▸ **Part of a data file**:
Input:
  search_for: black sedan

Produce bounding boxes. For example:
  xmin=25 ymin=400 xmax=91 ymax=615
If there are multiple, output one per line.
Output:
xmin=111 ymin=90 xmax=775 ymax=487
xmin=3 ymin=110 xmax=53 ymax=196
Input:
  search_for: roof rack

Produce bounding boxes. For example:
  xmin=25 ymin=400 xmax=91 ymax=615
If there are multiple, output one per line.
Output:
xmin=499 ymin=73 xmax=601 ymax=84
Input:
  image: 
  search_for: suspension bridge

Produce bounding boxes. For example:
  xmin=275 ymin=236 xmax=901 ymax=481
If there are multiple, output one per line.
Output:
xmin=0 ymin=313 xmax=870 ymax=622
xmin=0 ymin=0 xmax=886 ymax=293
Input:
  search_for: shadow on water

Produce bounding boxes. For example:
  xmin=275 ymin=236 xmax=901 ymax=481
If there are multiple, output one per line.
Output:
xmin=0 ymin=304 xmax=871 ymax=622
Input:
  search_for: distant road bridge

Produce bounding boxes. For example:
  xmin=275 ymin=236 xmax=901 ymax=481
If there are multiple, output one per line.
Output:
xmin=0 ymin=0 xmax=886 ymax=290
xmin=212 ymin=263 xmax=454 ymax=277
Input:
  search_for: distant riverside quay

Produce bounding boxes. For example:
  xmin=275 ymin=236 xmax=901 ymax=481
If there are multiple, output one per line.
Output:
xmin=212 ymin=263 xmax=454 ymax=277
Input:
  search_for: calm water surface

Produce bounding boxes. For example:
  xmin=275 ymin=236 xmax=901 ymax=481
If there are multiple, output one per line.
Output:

▸ **Written task**:
Turn the data above into a JSON list of strings, with one string for each line and the blank lines dropped.

▸ **Task output**:
[
  "Input:",
  "  search_for: black sedan",
  "Produce bounding boxes. For example:",
  "  xmin=25 ymin=400 xmax=91 ymax=615",
  "If there are multiple, output one per line.",
  "Output:",
  "xmin=111 ymin=90 xmax=775 ymax=487",
  "xmin=3 ymin=110 xmax=53 ymax=196",
  "Input:",
  "  search_for: roof rack",
  "Produce bounding boxes. For example:",
  "  xmin=25 ymin=400 xmax=91 ymax=615",
  "If there are multiple, output one per line.",
  "Output:",
  "xmin=499 ymin=73 xmax=601 ymax=84",
  "Input:",
  "  image: ",
  "  search_for: suspension bridge",
  "Produce bounding boxes. For example:",
  "  xmin=275 ymin=236 xmax=901 ymax=481",
  "If there are multiple, output one per line.",
  "Output:",
  "xmin=0 ymin=313 xmax=870 ymax=622",
  "xmin=0 ymin=0 xmax=886 ymax=293",
  "Input:",
  "  search_for: shadow on water",
  "Produce bounding boxes. For example:",
  "  xmin=275 ymin=236 xmax=901 ymax=481",
  "If there are multiple, output one per line.",
  "Output:",
  "xmin=0 ymin=304 xmax=871 ymax=622",
  "Input:",
  "  search_for: distant road bridge",
  "Produce bounding boxes. For example:",
  "  xmin=275 ymin=236 xmax=901 ymax=481",
  "If there are multiple, output one per line.",
  "Output:",
  "xmin=0 ymin=0 xmax=886 ymax=290",
  "xmin=212 ymin=263 xmax=454 ymax=277",
  "Input:",
  "  search_for: distant riverside quay",
  "Produce bounding boxes. For example:",
  "  xmin=275 ymin=236 xmax=901 ymax=481",
  "If there are multiple, output one per line.",
  "Output:",
  "xmin=212 ymin=263 xmax=454 ymax=277",
  "Input:",
  "  search_for: calm water surface",
  "Produce bounding boxes. For example:",
  "  xmin=275 ymin=236 xmax=901 ymax=481",
  "If there are multiple, output one per line.",
  "Output:"
]